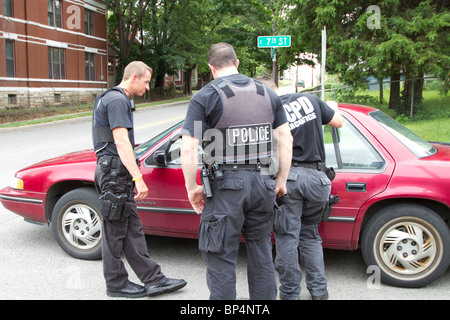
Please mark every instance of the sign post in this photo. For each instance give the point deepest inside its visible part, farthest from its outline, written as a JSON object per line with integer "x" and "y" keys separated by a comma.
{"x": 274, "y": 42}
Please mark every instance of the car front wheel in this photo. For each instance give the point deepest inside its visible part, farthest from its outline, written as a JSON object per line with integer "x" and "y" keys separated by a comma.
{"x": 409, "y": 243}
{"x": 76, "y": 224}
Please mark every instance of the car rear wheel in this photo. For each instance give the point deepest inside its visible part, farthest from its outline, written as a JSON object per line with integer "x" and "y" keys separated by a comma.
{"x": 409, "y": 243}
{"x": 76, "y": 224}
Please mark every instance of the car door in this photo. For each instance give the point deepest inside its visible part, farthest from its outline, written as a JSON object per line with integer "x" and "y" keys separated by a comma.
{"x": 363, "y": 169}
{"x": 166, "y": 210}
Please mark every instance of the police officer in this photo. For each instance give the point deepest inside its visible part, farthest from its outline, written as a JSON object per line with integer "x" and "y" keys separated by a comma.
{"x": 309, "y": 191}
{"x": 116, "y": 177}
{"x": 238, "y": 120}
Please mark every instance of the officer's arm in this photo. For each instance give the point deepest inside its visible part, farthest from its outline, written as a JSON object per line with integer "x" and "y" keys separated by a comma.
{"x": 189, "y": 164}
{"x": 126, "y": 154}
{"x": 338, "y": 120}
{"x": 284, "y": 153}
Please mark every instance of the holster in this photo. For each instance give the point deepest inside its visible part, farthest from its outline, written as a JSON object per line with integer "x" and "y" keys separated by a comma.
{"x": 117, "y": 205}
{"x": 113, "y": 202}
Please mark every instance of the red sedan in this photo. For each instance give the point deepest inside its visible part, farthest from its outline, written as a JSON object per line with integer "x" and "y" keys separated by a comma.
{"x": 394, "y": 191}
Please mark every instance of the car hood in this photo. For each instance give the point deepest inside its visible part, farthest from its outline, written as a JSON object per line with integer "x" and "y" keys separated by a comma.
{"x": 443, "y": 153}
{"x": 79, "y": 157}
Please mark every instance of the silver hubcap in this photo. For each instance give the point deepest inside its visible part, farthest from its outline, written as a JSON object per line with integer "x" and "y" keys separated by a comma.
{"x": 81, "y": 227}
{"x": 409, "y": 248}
++++++++++
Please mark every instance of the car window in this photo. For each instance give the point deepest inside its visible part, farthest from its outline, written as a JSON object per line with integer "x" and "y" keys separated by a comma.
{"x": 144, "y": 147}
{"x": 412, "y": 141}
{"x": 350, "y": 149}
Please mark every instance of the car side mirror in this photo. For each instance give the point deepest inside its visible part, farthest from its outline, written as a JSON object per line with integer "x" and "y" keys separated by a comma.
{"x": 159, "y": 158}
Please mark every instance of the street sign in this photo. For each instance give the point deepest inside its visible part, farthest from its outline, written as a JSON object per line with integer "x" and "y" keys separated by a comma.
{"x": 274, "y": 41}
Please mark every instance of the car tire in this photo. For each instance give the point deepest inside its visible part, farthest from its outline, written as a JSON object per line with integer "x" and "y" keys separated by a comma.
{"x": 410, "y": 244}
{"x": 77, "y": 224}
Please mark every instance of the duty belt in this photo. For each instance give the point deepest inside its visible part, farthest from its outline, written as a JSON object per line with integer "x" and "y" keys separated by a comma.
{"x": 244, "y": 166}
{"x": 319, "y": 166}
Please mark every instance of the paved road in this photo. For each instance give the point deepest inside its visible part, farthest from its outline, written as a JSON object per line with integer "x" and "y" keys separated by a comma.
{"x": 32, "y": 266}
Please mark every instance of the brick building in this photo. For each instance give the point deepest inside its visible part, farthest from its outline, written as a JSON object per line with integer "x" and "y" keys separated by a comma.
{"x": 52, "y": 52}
++++++++++
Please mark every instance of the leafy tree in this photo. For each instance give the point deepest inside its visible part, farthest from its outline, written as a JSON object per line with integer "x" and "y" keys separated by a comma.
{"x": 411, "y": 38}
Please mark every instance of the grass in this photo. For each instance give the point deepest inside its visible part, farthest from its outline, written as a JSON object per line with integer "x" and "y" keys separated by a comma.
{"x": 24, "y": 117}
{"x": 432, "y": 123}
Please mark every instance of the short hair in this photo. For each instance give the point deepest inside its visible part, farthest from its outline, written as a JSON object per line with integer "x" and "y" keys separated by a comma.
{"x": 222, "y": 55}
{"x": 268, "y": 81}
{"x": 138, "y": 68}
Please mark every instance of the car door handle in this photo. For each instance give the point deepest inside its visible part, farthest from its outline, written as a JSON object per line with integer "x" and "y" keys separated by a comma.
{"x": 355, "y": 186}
++++++++++
What the task asks: Collect every line above that contains the string "wheel", matching case exactly.

Response to this exercise:
Please mark every instance of the car front wheel in this photo. For each instance give the point deepest inside its visible part, farthest from its outline, written as a JSON object per line with integer "x" and "y" keys separated by a comma.
Please mark every instance of the car rear wheel in this photo. For each instance give the point deepest inside its visible part, farthest from its outline, written as a JSON object per line with integer "x" and "y" keys separated by a comma.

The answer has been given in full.